We need to make sympy.diffgeom and sympy.tensor.tensor work together. 
Unfortunately the way is still long.

Basically, sympy.tensor.tensor is meant to represent tensors by a symbol. 
It currently supports tensor polynomials in the abstract index notation, 
but I am (slowly) working on expressing every kind of expression and in the 
future I also plan to add the standard Einstein index notation.

A tensor is represented by a tensor head (say, A) and its indices (say, i0, 
i1, i2)

A(i0) is a contravariant vector, A(-i0) is a covariant vector, A(i0)*A(-i0) 
is a contraction.

I added the possibility of injecting components data by a command such as 
A(i0).data = [E, px, py, pz], unfortunately that module does not handle the 
change of coordinates nor binds that components to a particular basis. That 
should eventually be rewritten.

══════════

> _Required work_
a) Do these statements agree with the sympy tensor passage? Answer yes or no for each, and quote the deciding words. (i) The module already supports the standard Einstein index notation. (ii) A(-i0) stands for a covariant vector. (iii) The module that injects components data handles changes of coordinates.
b) Can you echo the sympy tensor passage word for word, from "We need to make" to "is a contraction."?
Use only the sympy tensor passage, with no outside knowledge.

══════════

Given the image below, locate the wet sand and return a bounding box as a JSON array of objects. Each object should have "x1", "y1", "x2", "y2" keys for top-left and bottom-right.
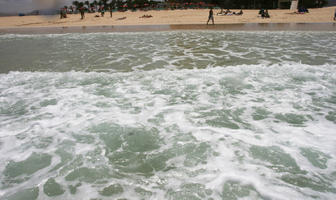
[
  {"x1": 0, "y1": 7, "x2": 336, "y2": 34},
  {"x1": 0, "y1": 23, "x2": 336, "y2": 34}
]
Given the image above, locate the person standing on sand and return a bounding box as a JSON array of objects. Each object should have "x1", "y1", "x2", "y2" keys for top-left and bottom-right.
[
  {"x1": 207, "y1": 8, "x2": 215, "y2": 25},
  {"x1": 100, "y1": 6, "x2": 105, "y2": 17},
  {"x1": 79, "y1": 7, "x2": 85, "y2": 20},
  {"x1": 110, "y1": 3, "x2": 113, "y2": 18}
]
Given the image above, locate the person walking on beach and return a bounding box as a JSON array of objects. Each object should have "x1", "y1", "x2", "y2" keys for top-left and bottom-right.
[
  {"x1": 207, "y1": 8, "x2": 215, "y2": 25},
  {"x1": 100, "y1": 6, "x2": 105, "y2": 17},
  {"x1": 110, "y1": 3, "x2": 113, "y2": 18},
  {"x1": 79, "y1": 7, "x2": 85, "y2": 20}
]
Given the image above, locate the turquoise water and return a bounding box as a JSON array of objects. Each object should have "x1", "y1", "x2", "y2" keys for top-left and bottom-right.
[{"x1": 0, "y1": 31, "x2": 336, "y2": 200}]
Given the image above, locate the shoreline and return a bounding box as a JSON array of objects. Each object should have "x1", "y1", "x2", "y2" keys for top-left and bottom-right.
[{"x1": 0, "y1": 22, "x2": 336, "y2": 35}]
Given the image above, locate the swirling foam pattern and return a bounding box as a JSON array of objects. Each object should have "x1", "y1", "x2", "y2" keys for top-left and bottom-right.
[{"x1": 0, "y1": 31, "x2": 336, "y2": 200}]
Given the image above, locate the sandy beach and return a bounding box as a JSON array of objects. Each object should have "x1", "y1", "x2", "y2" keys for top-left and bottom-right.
[{"x1": 0, "y1": 7, "x2": 336, "y2": 29}]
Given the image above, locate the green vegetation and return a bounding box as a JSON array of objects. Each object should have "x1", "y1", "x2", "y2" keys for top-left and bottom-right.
[{"x1": 65, "y1": 0, "x2": 328, "y2": 12}]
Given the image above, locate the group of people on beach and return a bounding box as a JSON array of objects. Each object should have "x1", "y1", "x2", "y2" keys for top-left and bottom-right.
[
  {"x1": 217, "y1": 8, "x2": 243, "y2": 16},
  {"x1": 259, "y1": 9, "x2": 271, "y2": 18}
]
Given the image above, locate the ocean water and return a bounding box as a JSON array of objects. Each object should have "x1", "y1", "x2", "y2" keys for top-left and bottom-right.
[{"x1": 0, "y1": 31, "x2": 336, "y2": 200}]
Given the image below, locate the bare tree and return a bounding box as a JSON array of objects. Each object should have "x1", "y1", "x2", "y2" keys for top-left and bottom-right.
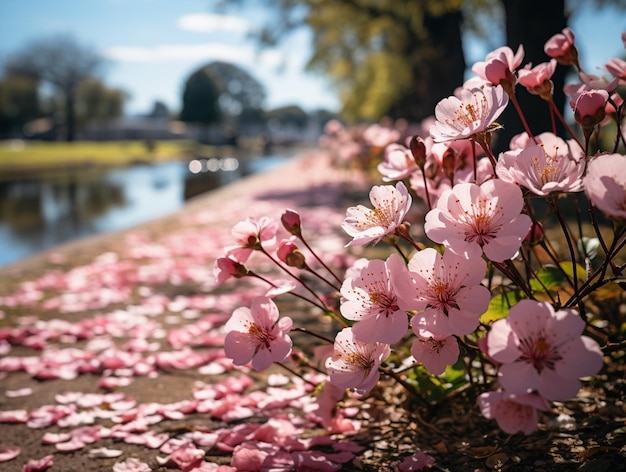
[{"x1": 6, "y1": 35, "x2": 104, "y2": 141}]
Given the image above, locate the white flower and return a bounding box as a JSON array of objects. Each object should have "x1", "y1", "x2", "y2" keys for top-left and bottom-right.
[
  {"x1": 430, "y1": 86, "x2": 509, "y2": 142},
  {"x1": 341, "y1": 182, "x2": 412, "y2": 246}
]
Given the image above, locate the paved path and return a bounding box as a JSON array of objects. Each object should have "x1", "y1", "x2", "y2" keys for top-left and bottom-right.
[{"x1": 0, "y1": 152, "x2": 376, "y2": 472}]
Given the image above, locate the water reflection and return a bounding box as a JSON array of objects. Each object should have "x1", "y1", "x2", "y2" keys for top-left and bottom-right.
[{"x1": 0, "y1": 156, "x2": 286, "y2": 266}]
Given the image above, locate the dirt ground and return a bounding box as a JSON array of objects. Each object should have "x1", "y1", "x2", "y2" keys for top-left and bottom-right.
[{"x1": 0, "y1": 156, "x2": 626, "y2": 472}]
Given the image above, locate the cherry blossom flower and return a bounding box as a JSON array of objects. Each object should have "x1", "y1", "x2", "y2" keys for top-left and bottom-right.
[
  {"x1": 496, "y1": 133, "x2": 585, "y2": 196},
  {"x1": 341, "y1": 254, "x2": 409, "y2": 344},
  {"x1": 276, "y1": 239, "x2": 307, "y2": 269},
  {"x1": 487, "y1": 300, "x2": 602, "y2": 400},
  {"x1": 424, "y1": 179, "x2": 532, "y2": 262},
  {"x1": 410, "y1": 156, "x2": 494, "y2": 208},
  {"x1": 341, "y1": 182, "x2": 412, "y2": 246},
  {"x1": 478, "y1": 391, "x2": 550, "y2": 435},
  {"x1": 583, "y1": 154, "x2": 626, "y2": 220},
  {"x1": 280, "y1": 208, "x2": 302, "y2": 237},
  {"x1": 543, "y1": 28, "x2": 578, "y2": 67},
  {"x1": 472, "y1": 44, "x2": 524, "y2": 90},
  {"x1": 213, "y1": 257, "x2": 250, "y2": 285},
  {"x1": 377, "y1": 143, "x2": 418, "y2": 182},
  {"x1": 226, "y1": 217, "x2": 278, "y2": 263},
  {"x1": 411, "y1": 330, "x2": 460, "y2": 375},
  {"x1": 517, "y1": 59, "x2": 556, "y2": 100},
  {"x1": 394, "y1": 248, "x2": 491, "y2": 336},
  {"x1": 326, "y1": 328, "x2": 391, "y2": 394},
  {"x1": 604, "y1": 57, "x2": 626, "y2": 84},
  {"x1": 430, "y1": 86, "x2": 509, "y2": 142},
  {"x1": 224, "y1": 297, "x2": 293, "y2": 370}
]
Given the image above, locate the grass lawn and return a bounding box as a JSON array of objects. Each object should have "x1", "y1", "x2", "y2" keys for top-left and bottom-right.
[{"x1": 0, "y1": 140, "x2": 215, "y2": 175}]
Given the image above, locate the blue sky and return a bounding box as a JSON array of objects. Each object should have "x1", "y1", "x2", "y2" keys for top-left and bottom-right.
[{"x1": 0, "y1": 0, "x2": 626, "y2": 114}]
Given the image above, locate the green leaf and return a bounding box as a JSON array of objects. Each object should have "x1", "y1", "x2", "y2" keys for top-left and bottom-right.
[
  {"x1": 559, "y1": 262, "x2": 587, "y2": 281},
  {"x1": 480, "y1": 291, "x2": 522, "y2": 324},
  {"x1": 530, "y1": 265, "x2": 565, "y2": 292}
]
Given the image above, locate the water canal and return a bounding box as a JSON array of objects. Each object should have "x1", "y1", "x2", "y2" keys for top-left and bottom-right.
[{"x1": 0, "y1": 152, "x2": 293, "y2": 267}]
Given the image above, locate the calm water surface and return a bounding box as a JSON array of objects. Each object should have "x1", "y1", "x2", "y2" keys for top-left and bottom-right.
[{"x1": 0, "y1": 155, "x2": 288, "y2": 267}]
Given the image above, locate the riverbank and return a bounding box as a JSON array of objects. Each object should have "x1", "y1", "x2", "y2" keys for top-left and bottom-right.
[{"x1": 0, "y1": 148, "x2": 626, "y2": 472}]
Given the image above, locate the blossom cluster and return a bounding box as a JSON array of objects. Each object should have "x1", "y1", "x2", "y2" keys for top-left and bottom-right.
[{"x1": 215, "y1": 28, "x2": 626, "y2": 446}]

══════════

> _Task solutions_
a)
(i) No: "I also plan to add the standard Einstein index notation"
(ii) Yes: "A(-i0) is a covariant vector"
(iii) No: "does not handle the change of coordinates"

b)
We need to make sympy.diffgeom and sympy.tensor.tensor work together. 
Unfortunately the way is still long.

Basically, sympy.tensor.tensor is meant to represent tensors by a symbol. 
It currently supports tensor polynomials in the abstract index notation, 
but I am (slowly) working on expressing every kind of expression and in the 
future I also plan to add the standard Einstein index notation.

A tensor is represented by a tensor head (say, A) and its indices (say, i0, 
i1, i2)

A(i0) is a contravariant vector, A(-i0) is a covariant vector, A(i0)*A(-i0) 
is a contraction.